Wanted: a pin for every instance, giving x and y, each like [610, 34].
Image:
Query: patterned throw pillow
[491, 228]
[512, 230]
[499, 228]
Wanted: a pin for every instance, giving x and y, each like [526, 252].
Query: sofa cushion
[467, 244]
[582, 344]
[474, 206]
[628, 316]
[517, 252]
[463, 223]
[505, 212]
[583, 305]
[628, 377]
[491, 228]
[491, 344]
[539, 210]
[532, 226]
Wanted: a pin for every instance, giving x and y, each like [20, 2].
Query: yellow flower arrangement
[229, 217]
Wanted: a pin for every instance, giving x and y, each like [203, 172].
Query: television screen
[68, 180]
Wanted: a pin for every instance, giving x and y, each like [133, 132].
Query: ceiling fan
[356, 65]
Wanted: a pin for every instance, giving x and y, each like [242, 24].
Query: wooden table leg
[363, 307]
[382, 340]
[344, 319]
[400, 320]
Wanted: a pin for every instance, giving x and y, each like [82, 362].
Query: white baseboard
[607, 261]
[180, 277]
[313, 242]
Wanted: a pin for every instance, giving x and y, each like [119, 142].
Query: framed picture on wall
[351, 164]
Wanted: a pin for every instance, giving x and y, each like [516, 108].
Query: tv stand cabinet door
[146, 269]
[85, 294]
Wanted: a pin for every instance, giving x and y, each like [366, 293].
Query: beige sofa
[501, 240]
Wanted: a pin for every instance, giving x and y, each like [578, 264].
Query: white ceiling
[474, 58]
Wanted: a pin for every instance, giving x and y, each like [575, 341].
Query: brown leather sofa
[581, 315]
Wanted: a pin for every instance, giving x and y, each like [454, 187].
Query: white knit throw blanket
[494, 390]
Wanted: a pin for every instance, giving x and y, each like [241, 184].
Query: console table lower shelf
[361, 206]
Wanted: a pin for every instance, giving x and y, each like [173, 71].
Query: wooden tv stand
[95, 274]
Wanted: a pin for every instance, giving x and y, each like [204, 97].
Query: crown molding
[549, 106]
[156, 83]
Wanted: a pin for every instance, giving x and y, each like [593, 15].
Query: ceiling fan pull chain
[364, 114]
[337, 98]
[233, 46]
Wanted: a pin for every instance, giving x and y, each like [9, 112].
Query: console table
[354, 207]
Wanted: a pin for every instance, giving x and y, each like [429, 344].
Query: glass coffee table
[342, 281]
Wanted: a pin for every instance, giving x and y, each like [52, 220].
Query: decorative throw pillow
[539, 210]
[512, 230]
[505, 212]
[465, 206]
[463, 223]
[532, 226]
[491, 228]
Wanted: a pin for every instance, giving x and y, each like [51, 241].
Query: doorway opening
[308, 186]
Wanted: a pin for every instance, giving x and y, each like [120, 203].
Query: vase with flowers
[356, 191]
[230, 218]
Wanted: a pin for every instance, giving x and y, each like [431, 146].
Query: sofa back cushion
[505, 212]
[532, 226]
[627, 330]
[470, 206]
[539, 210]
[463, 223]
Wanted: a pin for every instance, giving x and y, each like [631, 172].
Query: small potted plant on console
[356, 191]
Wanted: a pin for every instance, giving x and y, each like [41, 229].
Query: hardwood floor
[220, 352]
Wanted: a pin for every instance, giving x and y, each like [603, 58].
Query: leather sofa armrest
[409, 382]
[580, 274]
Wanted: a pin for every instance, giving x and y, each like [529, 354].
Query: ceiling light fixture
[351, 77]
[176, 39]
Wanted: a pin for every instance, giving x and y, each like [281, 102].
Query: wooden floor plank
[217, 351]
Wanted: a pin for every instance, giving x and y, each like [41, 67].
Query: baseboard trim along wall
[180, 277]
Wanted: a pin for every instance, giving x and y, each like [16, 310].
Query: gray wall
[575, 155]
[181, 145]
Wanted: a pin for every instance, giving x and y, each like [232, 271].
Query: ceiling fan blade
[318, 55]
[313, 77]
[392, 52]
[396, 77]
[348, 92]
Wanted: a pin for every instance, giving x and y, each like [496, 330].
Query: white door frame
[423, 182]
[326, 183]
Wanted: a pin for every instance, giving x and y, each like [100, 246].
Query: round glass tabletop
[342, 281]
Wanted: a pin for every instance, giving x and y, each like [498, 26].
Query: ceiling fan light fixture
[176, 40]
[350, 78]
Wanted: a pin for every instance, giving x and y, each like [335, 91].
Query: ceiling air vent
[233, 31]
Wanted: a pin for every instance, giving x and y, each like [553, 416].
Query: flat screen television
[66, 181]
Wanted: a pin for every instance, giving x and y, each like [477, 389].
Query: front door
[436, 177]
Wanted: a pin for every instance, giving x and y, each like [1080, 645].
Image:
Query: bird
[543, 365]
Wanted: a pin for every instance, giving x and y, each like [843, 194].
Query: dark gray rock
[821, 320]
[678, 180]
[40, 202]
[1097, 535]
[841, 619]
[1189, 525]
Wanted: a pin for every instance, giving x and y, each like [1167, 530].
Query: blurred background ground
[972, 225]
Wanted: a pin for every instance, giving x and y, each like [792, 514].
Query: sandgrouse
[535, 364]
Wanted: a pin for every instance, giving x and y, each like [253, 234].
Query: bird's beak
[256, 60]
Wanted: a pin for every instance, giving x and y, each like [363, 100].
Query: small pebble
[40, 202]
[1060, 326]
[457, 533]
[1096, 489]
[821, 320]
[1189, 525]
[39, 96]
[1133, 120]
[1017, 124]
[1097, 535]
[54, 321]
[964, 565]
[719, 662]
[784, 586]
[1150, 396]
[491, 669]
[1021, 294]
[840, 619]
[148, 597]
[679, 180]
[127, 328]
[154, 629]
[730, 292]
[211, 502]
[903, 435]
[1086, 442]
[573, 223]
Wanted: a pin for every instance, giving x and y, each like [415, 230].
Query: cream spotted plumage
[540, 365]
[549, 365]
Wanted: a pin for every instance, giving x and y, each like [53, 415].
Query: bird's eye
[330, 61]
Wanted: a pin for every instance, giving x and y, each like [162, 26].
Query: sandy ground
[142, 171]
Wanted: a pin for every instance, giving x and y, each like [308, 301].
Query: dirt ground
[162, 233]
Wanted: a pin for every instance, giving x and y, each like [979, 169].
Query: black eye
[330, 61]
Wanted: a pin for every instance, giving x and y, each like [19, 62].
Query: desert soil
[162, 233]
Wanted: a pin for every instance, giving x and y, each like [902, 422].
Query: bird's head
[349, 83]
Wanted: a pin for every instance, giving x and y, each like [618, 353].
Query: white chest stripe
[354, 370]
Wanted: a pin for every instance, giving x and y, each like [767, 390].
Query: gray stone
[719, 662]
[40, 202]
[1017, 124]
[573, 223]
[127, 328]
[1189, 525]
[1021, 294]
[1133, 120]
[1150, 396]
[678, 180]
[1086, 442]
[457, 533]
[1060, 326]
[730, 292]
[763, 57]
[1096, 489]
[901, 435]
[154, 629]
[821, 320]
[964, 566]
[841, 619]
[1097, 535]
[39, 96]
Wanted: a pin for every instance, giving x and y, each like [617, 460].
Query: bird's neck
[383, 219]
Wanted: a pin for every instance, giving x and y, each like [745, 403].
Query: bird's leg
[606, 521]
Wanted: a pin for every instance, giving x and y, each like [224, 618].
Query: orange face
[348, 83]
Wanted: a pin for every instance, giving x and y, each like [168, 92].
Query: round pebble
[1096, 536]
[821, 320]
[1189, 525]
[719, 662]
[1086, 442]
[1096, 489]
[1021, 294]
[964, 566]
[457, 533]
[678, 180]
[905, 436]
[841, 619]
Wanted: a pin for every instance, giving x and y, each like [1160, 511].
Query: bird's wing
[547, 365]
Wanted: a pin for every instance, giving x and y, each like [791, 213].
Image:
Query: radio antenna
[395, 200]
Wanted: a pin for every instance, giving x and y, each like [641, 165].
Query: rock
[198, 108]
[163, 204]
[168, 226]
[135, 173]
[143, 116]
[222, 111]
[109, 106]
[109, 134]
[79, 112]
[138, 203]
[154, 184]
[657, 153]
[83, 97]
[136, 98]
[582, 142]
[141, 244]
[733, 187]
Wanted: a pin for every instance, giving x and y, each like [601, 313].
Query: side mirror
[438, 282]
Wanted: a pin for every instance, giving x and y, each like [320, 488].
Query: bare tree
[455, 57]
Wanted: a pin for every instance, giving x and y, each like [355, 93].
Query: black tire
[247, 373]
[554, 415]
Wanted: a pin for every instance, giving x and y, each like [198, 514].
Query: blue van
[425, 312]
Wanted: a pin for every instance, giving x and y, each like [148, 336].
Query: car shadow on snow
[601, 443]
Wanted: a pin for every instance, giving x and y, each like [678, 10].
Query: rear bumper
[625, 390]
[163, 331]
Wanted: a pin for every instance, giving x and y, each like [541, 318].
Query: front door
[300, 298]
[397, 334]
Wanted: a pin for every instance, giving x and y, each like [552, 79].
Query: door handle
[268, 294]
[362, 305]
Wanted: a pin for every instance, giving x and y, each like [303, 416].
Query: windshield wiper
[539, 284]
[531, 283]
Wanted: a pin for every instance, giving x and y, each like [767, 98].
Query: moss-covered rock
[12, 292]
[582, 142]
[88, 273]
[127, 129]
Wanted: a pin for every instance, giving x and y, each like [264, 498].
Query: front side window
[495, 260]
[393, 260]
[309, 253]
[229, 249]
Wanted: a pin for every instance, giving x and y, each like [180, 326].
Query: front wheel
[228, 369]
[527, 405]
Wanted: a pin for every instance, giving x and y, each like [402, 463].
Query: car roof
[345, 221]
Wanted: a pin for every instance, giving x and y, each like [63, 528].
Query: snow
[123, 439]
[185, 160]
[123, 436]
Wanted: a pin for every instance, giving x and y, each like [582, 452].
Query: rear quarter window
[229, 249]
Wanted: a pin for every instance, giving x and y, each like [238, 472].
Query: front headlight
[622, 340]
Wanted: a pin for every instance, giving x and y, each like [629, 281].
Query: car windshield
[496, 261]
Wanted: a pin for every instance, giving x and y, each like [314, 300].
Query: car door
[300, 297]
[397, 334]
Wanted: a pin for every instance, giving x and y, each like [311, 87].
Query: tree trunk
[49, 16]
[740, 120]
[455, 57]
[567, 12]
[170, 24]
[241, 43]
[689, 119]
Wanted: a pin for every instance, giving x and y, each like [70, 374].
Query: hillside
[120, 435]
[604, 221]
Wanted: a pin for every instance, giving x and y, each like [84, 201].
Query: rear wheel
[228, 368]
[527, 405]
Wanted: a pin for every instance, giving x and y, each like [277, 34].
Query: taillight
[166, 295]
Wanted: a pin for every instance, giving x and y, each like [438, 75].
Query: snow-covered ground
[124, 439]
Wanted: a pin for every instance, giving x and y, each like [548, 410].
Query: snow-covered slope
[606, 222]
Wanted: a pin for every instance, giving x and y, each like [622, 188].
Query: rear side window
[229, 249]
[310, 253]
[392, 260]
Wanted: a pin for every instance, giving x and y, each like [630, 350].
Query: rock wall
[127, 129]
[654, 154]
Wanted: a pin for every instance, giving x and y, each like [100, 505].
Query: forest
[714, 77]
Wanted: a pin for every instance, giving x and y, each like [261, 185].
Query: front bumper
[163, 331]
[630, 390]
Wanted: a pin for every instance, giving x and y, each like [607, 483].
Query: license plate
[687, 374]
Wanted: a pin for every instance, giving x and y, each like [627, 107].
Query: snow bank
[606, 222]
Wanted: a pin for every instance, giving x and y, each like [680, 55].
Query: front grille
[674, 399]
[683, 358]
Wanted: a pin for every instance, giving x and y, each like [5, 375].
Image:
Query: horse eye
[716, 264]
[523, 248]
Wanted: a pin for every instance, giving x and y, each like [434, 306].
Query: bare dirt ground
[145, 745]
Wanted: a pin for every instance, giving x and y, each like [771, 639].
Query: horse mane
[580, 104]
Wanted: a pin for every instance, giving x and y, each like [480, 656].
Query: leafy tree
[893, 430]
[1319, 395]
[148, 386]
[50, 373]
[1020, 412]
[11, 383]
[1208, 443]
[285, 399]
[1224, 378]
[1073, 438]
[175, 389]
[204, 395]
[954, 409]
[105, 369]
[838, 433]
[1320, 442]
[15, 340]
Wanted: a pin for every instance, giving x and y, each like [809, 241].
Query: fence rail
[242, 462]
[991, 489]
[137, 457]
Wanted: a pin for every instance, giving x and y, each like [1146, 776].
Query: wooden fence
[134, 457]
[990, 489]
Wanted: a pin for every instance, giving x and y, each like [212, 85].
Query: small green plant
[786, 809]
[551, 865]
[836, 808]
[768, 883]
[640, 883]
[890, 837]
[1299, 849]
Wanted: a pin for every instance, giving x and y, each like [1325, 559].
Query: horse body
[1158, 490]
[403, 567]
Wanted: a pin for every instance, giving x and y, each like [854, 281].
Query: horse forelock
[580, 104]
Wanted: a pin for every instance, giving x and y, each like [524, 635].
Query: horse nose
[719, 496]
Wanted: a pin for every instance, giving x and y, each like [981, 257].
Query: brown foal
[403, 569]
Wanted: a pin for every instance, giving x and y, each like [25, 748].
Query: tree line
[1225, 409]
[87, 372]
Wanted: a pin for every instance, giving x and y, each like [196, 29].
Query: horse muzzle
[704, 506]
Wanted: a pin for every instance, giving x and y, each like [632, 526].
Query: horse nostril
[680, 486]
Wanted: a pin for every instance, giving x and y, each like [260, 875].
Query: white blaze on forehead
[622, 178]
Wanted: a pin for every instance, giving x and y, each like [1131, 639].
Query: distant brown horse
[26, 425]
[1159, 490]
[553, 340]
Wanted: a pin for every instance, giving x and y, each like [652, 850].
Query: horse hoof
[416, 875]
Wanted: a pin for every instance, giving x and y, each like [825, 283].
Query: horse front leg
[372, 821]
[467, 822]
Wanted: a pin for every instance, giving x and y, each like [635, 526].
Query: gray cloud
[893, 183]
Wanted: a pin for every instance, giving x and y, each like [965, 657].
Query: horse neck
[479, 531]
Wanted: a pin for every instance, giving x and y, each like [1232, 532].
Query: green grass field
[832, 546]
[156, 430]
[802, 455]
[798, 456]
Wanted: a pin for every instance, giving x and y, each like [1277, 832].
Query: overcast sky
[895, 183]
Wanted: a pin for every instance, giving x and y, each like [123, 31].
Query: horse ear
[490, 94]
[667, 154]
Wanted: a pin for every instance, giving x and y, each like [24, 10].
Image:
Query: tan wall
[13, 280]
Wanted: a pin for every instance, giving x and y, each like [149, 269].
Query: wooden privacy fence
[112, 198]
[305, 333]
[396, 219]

# # # # #

### ABOUT THIS EXERCISE
Within the listing above, the range opens at the line with "like [582, 452]." and closes at the line with "like [70, 374].". Reproduce exactly the lines of that range, including both ends.

### RESULT
Wanted: a pin for every instance, giving x and y, each like [582, 452].
Query: rear quarter window
[229, 249]
Wanted: a pin for every instance, giving x and y, each like [238, 472].
Query: front headlight
[622, 340]
Wanted: a pin for every instance, giving x and y, each like [629, 281].
Query: car windshield
[496, 261]
Wanted: a pin for every instance, giving x and y, each like [314, 300].
Query: car door
[300, 297]
[397, 334]
Wanted: a pin for every instance, giving x and y, each like [311, 87].
Query: tree trunk
[49, 16]
[740, 120]
[455, 57]
[567, 12]
[170, 24]
[241, 43]
[689, 119]
Wanted: a pin for every instance, giving x and y, each like [70, 374].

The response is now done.